- _Exercises to complete_
1. Answer these about the handgun-ban post:
(a) Which city's handgun ban did the Supreme Court throw out, according to the reports?
(b) Which justice wrote a separate dissent?
(c) What view does the poster say everyone will have to subscribe to starting Saturday?
2. Write out the handgun-ban post starting with "This is the" and going on through "his whole job.", swapping "robe" for "uniform".

# This Is Just Plain Wrong!



## kyheirloomer (Feb 1, 2007)

Have you read the reports about the Supreme Court throwing out Washington DC's handgun ban? 

This is the one that gets to me:

>Justice Stephen Breyer wrote a separate dissent in which he said, "In my view, there simply is no untouchable constitutional right guaranteed by the Second Amendment to keep loaded handguns in the house in crime-ridden urban areas."<

No untouchable constitutional rights? What's wrong with that man? Didn't anyone tell him what his job was when he put on the robe? It's to preserve and protect the constitution. Period. That's his whole job. 

We're not talking about interpretation here. It's not a question of what the founding fathers meant. He's not unclear about the meaning of "the right of the people to keep and bear arms, shall not be infringed." 

He's saying, point blank, if we don't like what they meant, we can ignore it. "No untouchable constitutional rights guaranteed by (the Bill of Rights)."

Y'all better get posting to ChefTalk out of your system tonight, cuz tomorrow Justice Breyer will tell us there is nothing untouchable or guaranteed about free speech. And, oh, yeah, starting Saturday we all have to subscribe to the Pentecostal view, cuz there is no freedom of religeous choice after all. No right to peaceably assemble. No right to sue for redress of grievences. And all those newspapers that didn't back his nomination? They're gone, cuz there is no untouchable guarantee of free press whatsoever.

Sure, all that's in the Constitution. But, what the ****, let's just toss it all out on a whim. Justice Breyer says it's ok. 

Somebody needs to take that man out behind the barn!


----------



## oregonyeti (Jun 16, 2007)

- _Given data_
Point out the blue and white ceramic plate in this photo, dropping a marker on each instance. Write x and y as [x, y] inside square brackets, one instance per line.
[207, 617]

- _Solutions to the problems_
1.
(a) Washington DC
(b) Justice Stephen Breyer
(c) The Pentecostal view

2.
This is the one that gets to me:

>Justice Stephen Breyer wrote a separate dissent in which he said, "In my view, there simply is no untouchable constitutional right guaranteed by the Second Amendment to keep loaded handguns in the house in crime-ridden urban areas."<

No untouchable constitutional rights? What's wrong with that man? Didn't anyone tell him what his job was when he put on the uniform? It's to preserve and protect the constitution. Period. That's his whole job.